[Extracted records]

========

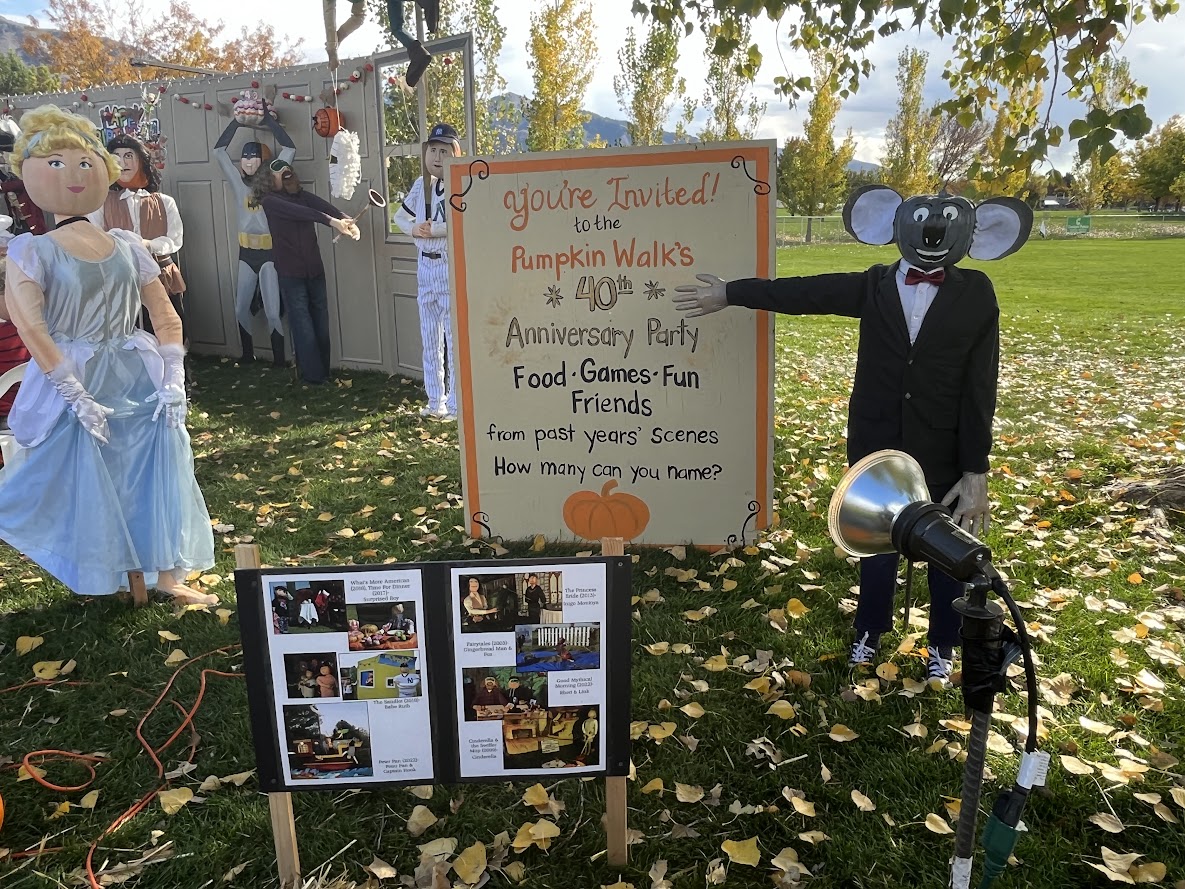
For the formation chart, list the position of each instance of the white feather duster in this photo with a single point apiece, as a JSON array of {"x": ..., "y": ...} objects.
[{"x": 345, "y": 165}]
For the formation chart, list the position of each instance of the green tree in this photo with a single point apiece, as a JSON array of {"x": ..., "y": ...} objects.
[
  {"x": 649, "y": 83},
  {"x": 1014, "y": 116},
  {"x": 910, "y": 134},
  {"x": 562, "y": 56},
  {"x": 955, "y": 146},
  {"x": 997, "y": 45},
  {"x": 1094, "y": 172},
  {"x": 1159, "y": 161},
  {"x": 732, "y": 112},
  {"x": 813, "y": 174},
  {"x": 444, "y": 83},
  {"x": 17, "y": 77}
]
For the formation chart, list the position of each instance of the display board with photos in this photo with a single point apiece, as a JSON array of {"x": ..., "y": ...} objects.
[{"x": 437, "y": 672}]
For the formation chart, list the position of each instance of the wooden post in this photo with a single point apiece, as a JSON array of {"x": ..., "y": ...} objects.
[
  {"x": 615, "y": 810},
  {"x": 139, "y": 592},
  {"x": 283, "y": 822}
]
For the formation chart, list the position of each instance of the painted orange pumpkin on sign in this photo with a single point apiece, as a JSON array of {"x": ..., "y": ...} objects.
[{"x": 593, "y": 516}]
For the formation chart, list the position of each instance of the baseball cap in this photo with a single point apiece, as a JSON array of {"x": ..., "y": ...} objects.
[{"x": 444, "y": 133}]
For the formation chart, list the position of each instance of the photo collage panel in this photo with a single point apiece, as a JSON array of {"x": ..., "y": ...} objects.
[{"x": 348, "y": 683}]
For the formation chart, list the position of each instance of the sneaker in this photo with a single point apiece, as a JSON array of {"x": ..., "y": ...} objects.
[
  {"x": 864, "y": 651},
  {"x": 939, "y": 665}
]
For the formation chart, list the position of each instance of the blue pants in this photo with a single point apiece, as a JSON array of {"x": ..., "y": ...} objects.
[
  {"x": 878, "y": 587},
  {"x": 308, "y": 317}
]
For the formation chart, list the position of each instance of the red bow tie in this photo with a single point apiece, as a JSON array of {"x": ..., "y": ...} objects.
[{"x": 916, "y": 276}]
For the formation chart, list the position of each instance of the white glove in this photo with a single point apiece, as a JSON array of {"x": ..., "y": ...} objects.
[
  {"x": 699, "y": 301},
  {"x": 973, "y": 510},
  {"x": 171, "y": 395},
  {"x": 90, "y": 413}
]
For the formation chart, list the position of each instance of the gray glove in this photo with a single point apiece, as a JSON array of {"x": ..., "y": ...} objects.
[
  {"x": 973, "y": 512},
  {"x": 90, "y": 413},
  {"x": 171, "y": 395},
  {"x": 698, "y": 301}
]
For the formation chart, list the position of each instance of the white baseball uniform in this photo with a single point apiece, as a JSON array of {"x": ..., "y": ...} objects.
[{"x": 433, "y": 298}]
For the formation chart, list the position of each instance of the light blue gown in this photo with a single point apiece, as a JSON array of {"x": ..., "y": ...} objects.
[{"x": 87, "y": 512}]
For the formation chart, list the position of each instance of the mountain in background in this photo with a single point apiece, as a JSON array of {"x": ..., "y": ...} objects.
[
  {"x": 12, "y": 39},
  {"x": 610, "y": 129}
]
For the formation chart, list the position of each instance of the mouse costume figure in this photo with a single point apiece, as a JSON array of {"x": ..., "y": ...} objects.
[
  {"x": 255, "y": 260},
  {"x": 926, "y": 369},
  {"x": 423, "y": 216},
  {"x": 106, "y": 481}
]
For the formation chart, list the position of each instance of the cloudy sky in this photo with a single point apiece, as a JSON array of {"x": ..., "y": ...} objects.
[{"x": 1153, "y": 50}]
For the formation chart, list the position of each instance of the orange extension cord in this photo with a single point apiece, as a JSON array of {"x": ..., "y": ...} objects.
[{"x": 154, "y": 753}]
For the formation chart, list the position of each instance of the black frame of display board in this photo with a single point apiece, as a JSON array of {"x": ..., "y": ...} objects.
[{"x": 255, "y": 622}]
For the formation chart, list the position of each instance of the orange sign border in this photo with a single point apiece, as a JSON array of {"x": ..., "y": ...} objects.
[{"x": 760, "y": 154}]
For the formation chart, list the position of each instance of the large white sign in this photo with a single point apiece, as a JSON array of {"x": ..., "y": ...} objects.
[{"x": 589, "y": 405}]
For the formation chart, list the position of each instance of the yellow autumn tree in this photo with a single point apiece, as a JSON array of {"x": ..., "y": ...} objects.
[
  {"x": 90, "y": 43},
  {"x": 562, "y": 56}
]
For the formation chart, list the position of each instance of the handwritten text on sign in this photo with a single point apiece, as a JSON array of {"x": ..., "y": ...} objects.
[{"x": 590, "y": 407}]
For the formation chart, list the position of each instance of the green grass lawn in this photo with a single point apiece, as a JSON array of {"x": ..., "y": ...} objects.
[{"x": 1093, "y": 390}]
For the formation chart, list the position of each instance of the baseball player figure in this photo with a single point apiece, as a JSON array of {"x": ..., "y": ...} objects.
[
  {"x": 423, "y": 216},
  {"x": 247, "y": 183}
]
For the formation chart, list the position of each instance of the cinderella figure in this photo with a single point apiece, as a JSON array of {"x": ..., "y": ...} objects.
[{"x": 104, "y": 484}]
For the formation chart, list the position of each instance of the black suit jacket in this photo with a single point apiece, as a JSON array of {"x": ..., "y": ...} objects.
[{"x": 935, "y": 398}]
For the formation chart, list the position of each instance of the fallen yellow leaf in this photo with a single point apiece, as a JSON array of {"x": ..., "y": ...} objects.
[
  {"x": 46, "y": 669},
  {"x": 471, "y": 864},
  {"x": 420, "y": 820},
  {"x": 654, "y": 786},
  {"x": 937, "y": 824},
  {"x": 782, "y": 709},
  {"x": 863, "y": 803},
  {"x": 25, "y": 644},
  {"x": 743, "y": 851},
  {"x": 536, "y": 795},
  {"x": 173, "y": 800},
  {"x": 839, "y": 731}
]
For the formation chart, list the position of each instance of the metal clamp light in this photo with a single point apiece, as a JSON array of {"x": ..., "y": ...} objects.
[{"x": 883, "y": 505}]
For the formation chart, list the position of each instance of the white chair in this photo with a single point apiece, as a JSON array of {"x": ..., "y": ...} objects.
[{"x": 8, "y": 446}]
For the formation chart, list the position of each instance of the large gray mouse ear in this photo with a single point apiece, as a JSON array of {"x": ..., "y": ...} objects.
[
  {"x": 1001, "y": 228},
  {"x": 869, "y": 213}
]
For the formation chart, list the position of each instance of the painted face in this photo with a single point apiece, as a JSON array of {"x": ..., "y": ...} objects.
[
  {"x": 71, "y": 181},
  {"x": 435, "y": 158},
  {"x": 934, "y": 230},
  {"x": 129, "y": 165}
]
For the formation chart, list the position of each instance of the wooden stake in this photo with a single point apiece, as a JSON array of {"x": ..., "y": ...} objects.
[
  {"x": 615, "y": 810},
  {"x": 139, "y": 592},
  {"x": 283, "y": 820}
]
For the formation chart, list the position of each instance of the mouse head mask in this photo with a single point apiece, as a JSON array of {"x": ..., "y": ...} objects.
[{"x": 936, "y": 230}]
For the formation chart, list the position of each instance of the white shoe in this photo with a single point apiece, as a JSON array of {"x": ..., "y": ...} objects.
[
  {"x": 864, "y": 651},
  {"x": 939, "y": 669}
]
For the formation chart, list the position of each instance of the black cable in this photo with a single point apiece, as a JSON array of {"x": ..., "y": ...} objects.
[{"x": 1001, "y": 590}]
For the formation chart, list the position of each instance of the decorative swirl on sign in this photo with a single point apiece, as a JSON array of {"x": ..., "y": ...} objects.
[
  {"x": 482, "y": 173},
  {"x": 761, "y": 186},
  {"x": 754, "y": 510},
  {"x": 482, "y": 518}
]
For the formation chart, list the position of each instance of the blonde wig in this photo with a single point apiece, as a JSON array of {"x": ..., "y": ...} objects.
[{"x": 47, "y": 129}]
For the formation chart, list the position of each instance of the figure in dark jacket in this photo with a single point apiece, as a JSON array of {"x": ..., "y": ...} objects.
[{"x": 926, "y": 368}]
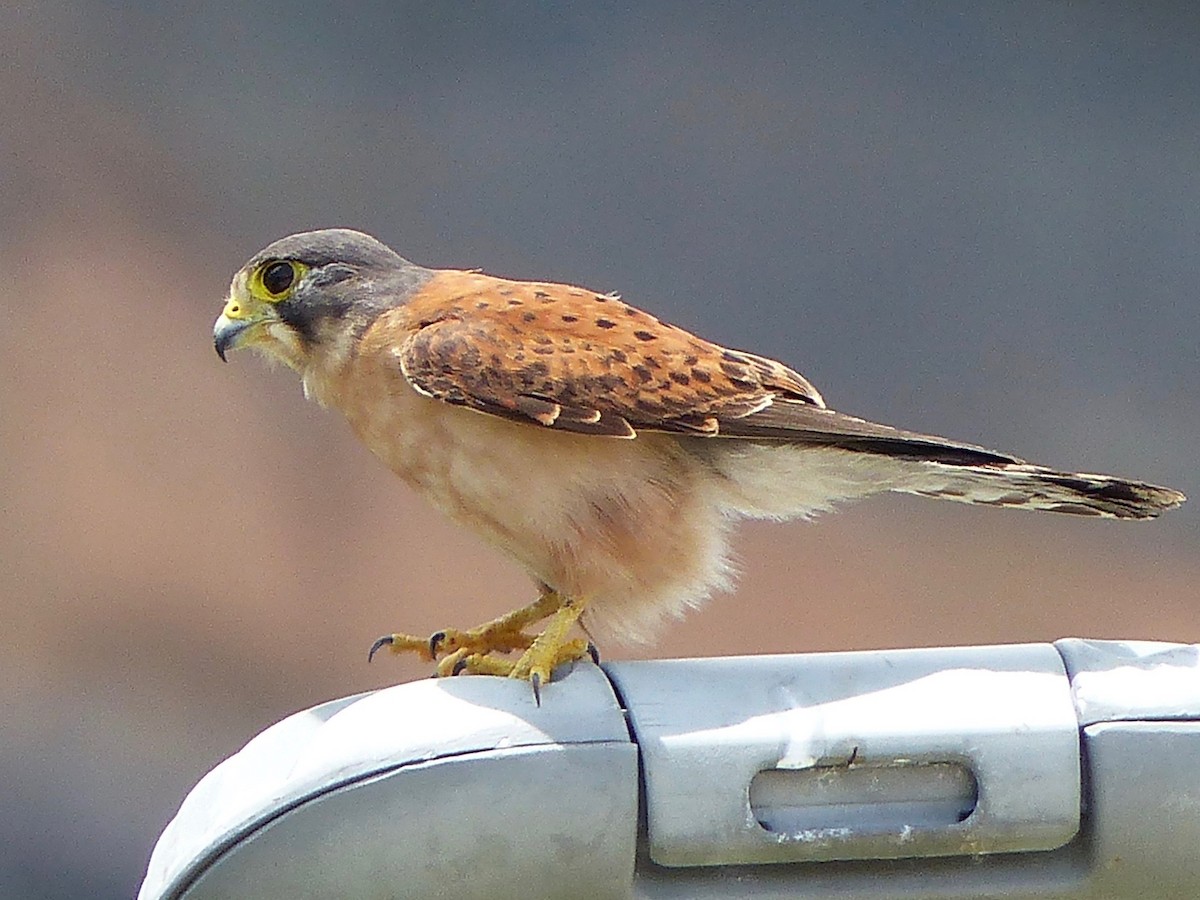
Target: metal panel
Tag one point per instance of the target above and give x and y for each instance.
(886, 753)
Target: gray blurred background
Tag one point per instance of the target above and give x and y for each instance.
(971, 219)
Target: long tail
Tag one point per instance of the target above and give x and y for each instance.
(1023, 486)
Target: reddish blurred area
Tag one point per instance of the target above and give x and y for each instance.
(192, 551)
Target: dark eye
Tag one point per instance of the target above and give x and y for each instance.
(277, 277)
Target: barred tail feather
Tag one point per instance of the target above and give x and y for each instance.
(1023, 486)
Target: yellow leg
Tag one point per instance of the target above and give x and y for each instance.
(471, 651)
(501, 635)
(551, 647)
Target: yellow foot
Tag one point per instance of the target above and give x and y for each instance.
(537, 672)
(501, 635)
(471, 651)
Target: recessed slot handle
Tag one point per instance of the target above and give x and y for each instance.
(865, 799)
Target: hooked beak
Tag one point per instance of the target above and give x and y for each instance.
(227, 334)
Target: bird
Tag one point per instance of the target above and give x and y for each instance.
(606, 451)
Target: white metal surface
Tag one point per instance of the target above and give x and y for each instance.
(465, 789)
(881, 750)
(413, 783)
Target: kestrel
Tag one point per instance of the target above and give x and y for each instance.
(603, 449)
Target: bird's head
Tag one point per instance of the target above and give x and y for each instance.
(304, 294)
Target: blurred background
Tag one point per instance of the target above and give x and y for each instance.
(973, 220)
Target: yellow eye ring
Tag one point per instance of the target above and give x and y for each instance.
(277, 277)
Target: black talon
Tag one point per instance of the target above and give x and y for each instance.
(436, 639)
(385, 641)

========

[Try it]
Whenever "blurred" occurs in a line above, copy that line.

[Exercise solution]
Target: gray blurred background
Target: reddish blurred area
Target: blurred background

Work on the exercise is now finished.